**PROBLEM:**
Every entry here needs to be repeated exactly.

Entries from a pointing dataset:
________________

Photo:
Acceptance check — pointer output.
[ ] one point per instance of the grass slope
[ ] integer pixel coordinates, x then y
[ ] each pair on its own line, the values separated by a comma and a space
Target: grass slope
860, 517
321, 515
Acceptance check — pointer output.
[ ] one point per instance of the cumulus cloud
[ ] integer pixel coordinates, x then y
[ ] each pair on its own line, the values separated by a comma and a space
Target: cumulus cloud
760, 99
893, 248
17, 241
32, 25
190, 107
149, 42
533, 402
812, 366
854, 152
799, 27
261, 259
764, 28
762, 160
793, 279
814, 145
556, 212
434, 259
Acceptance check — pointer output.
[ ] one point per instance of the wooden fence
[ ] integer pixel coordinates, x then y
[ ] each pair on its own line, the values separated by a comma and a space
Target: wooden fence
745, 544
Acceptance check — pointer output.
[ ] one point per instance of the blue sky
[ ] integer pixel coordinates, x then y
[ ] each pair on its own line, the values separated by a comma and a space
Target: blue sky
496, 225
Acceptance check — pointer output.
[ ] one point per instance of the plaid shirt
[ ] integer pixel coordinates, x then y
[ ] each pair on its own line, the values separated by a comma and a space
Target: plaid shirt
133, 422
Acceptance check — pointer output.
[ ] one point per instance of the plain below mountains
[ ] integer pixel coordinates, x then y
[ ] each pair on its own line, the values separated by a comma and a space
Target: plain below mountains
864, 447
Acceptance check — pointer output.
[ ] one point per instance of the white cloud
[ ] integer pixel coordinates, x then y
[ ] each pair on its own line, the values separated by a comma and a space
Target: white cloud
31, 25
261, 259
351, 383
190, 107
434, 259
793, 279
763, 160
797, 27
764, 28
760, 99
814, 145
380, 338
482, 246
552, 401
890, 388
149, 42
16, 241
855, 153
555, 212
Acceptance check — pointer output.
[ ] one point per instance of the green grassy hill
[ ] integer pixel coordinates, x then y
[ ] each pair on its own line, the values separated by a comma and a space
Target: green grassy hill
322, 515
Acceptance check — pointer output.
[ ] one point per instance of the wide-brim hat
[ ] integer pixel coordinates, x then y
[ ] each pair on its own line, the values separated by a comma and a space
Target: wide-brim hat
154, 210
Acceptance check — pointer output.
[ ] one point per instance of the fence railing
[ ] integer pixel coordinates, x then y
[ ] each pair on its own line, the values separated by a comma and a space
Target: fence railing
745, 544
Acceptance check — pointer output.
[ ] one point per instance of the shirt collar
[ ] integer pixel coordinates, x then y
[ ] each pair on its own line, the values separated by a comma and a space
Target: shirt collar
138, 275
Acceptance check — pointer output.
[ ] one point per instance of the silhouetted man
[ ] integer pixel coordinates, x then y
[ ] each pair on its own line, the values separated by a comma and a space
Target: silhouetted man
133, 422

________________

**COMPLETE ANSWER:**
Photo:
Acceptance check — pointer output.
[ ] one point per instance of the grass slope
[ ] integer pixel coordinates, x then y
[ ] each pair on its own line, the values separated by a comma and a space
Target: grass slope
860, 517
321, 515
Acceptance check — pointer output.
[ ] one point per instance of the cumulus cloud
[ ] integer pixel coordinates, x then y
[ ] each pair on its own line, the values separated by a comma and a space
Target: cumulus cloud
760, 99
893, 248
17, 241
32, 25
190, 107
149, 42
533, 402
812, 366
854, 152
799, 27
261, 259
764, 28
762, 160
793, 279
814, 145
556, 212
434, 259
Acceptance check — pointer output.
[ ] one point per instance of the wooden fence
[ ] integer pixel coordinates, x then y
[ ] each pair on its own line, the values separated by a comma and a space
Target: wooden fence
745, 544
Acceptance check — pointer output.
[ ] one point per instance of the blue sky
[ ] integer pixel coordinates, x then y
[ ] each pair on its own line, the values separated by a comma and a space
Target: blue sky
496, 225
Acceptance check — pointer output.
[ ] one point per instance of the plaid shirt
[ ] integer pixel coordinates, x then y
[ ] each pair on its own line, the values separated by a comma and a space
Target: plaid shirt
133, 422
Acceptance check — pointer output.
[ ] one point per instance of the plain below mountains
[ ] integer pixel coordinates, x then y
[ ] each pair on its own line, the values separated by a comma and a space
Target: plain below mountains
864, 447
Acceptance check — pointer output.
[ ] one point per instance of the white cloud
[ ] integer pixel coordinates, x then y
[ ] each pair on its own line, the values separated by a comma and a space
Target: white cloud
31, 25
261, 259
351, 383
190, 107
434, 259
793, 279
763, 160
797, 27
764, 28
760, 99
814, 145
380, 338
482, 246
552, 401
890, 388
149, 42
16, 241
855, 153
555, 212
Acceptance check — pointer output.
[ ] one point per instance of the green grassy hill
[ ] integer pixel coordinates, x then y
[ ] each pair on its own line, the values separated by a comma and a space
Target: green grassy hill
322, 515
Acceptance check — pointer output.
[ ] one point per instance of the wide-brim hat
[ ] integer pixel coordinates, x then y
[ ] each pair on its own line, the values separated by a comma and a space
Target: wide-brim hat
154, 210
Acceptance check — pointer output.
[ ] one point per instance of the fence railing
[ ] integer pixel coordinates, x then y
[ ] each pair on its own line, the values separated by a comma and a space
Target: fence railing
745, 544
Acceptance check — pointer output.
[ ] one point per instance of the shirt collar
[ ] integer pixel coordinates, x then y
[ ] each pair on its own line, the values separated by a comma and a space
Target: shirt collar
138, 275
Acceptance check — pointer output.
[ ] one point per instance of the silhouetted man
[ ] integer pixel coordinates, x then y
[ ] each pair on its own line, the values separated by a comma and a space
Target: silhouetted man
133, 422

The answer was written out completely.